Document text:
In Leviticus we find God’s instructions to Israel on her return from Egypt: “When an alien lives with you in your land, do not mistreat him. The alien living with you must be treated as one of your native-born. Love him as yourself, for you were aliens in Egypt. I am the LORD your God” (Leviticus 19:33–34).
A few years ago Christianity Today ran a poll in which they asked, “Do Bible verses on ‘welcoming the stranger’ apply to the U.S. immigration debate?” An overwhelming 82% of respondents said “yes.” Christ clearly has something to say about how we treat the poor, the voiceless, and the displaced—and often immigrants fall into each of these categories.
According to the International Organization for Migration, roughly one in every thirty-five persons worldwide is a migrant. That’s 192 million people living outside their place of birth, and about three percent of the entire world population. That rate is growing at a rate of about 2.9 percent annually, making migration one of the defining issues of the twenty-first century.
Matthew 25:31–46 suggests that to mistreat the “alien” is to mistreat Christ. How do we show the compassion of Christ for all people while not condoning the violation of civil laws?

Directions: Reproduce verbatim the portion of the passage on immigration and Scripture above, starting with "A few years" and going on through "the twenty-first century.".

Data rows:
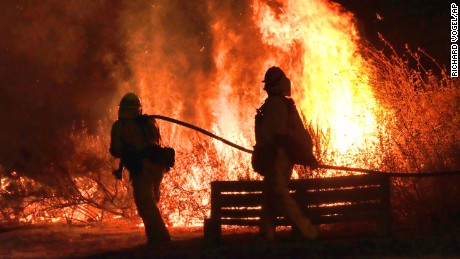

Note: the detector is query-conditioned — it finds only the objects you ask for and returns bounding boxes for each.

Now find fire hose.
[149,115,460,177]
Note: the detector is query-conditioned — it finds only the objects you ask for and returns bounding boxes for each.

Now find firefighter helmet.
[262,67,286,84]
[262,67,291,96]
[120,93,141,108]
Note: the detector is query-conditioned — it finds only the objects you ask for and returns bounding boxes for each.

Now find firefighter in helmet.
[252,67,318,241]
[109,93,171,246]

Complete response:
A few years ago Christianity Today ran a poll in which they asked, “Do Bible verses on ‘welcoming the stranger’ apply to the U.S. immigration debate?” An overwhelming 82% of respondents said “yes.” Christ clearly has something to say about how we treat the poor, the voiceless, and the displaced—and often immigrants fall into each of these categories.
According to the International Organization for Migration, roughly one in every thirty-five persons worldwide is a migrant. That’s 192 million people living outside their place of birth, and about three percent of the entire world population. That rate is growing at a rate of about 2.9 percent annually, making migration one of the defining issues of the twenty-first century.